GIVEN EXERCISE ->
Write out all of the following material line for line, keeping every character unchanged.

PROVIDED ENTRIES ->
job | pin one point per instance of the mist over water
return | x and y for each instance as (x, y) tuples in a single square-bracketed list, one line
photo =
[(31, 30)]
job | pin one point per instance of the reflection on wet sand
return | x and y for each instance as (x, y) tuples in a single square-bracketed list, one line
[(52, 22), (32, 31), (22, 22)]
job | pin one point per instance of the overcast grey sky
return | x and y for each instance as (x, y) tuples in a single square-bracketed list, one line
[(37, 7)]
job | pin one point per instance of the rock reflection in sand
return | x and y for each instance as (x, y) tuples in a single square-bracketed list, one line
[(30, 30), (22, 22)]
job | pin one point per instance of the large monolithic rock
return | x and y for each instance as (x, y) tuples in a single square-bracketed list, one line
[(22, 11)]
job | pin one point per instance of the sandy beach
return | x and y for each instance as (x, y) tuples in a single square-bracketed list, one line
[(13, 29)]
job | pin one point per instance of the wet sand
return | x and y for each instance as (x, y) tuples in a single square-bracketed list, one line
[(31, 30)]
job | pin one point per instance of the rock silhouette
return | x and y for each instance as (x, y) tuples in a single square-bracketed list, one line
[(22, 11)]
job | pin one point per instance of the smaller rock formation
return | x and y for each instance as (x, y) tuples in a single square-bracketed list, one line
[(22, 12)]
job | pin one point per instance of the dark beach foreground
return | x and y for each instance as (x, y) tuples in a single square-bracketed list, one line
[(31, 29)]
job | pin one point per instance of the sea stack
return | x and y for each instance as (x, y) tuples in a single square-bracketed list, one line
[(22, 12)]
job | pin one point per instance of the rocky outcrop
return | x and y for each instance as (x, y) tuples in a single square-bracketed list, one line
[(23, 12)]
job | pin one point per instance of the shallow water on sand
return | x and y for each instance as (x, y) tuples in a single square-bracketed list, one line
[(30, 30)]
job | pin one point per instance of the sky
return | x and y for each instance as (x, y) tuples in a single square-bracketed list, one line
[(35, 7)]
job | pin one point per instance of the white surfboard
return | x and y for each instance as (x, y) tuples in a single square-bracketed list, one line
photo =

WRITTEN SOLUTION ->
job | pin one point per instance of the mist over water
return | x and y for each instance as (x, y) tuples in a single square-bracketed list, one line
photo =
[(31, 30)]
job | pin one point per instance of the reflection on wet sand
return | x and y for each instance as (x, y) tuples in a single square-bracketed list, one line
[(52, 22), (32, 31), (22, 22)]
job | pin one point per instance of the overcast grey sky
return | x and y for each instance as (x, y) tuples in a single square-bracketed list, one line
[(37, 7)]
job | pin one point per instance of the rock reflection in sand
return | x and y for each instance as (x, y) tuples in a single square-bracketed list, one line
[(30, 30), (22, 22)]
job | pin one point per instance of the large monolithic rock
return | x and y for each instance as (x, y) tuples in a single square-bracketed list, one line
[(22, 11)]
job | pin one point per instance of the sandy beach
return | x and y for each instance as (x, y) tuples in a single square-bracketed list, one line
[(13, 29)]
job | pin one point per instance of the wet sand
return | x and y for each instance as (x, y) tuples in a single square-bracketed list, one line
[(31, 30)]
job | pin one point per instance of the rock silhouette
return | x and y for each instance as (x, y) tuples in a single square-bracketed list, one line
[(22, 11)]
job | pin one point per instance of the smaller rock formation
return | x and y for each instance as (x, y) tuples in a single square-bracketed list, one line
[(22, 12)]
job | pin one point per instance of the dark beach foreground
return | x and y for each instance as (x, y) tuples in a single square-bracketed list, one line
[(31, 29)]
job | pin one point per instance of the sea stack
return | x and y for each instance as (x, y) tuples in a single square-bracketed list, one line
[(22, 12)]
job | pin one point per instance of the rocky outcrop
return | x and y for each instance as (x, y) tuples in a single square-bracketed list, one line
[(23, 12)]
job | pin one point per instance of the shallow water on sand
return | x and y for each instance as (x, y) tuples in a single square-bracketed list, one line
[(30, 30)]
job | pin one point per instance of the sky
return | x and y for each instance as (x, y) tuples in a single square-bracketed list, one line
[(35, 7)]
job | pin one point per instance of the white surfboard
return | x and y for each instance as (x, y) tuples in a single square-bracketed list, one line
photo =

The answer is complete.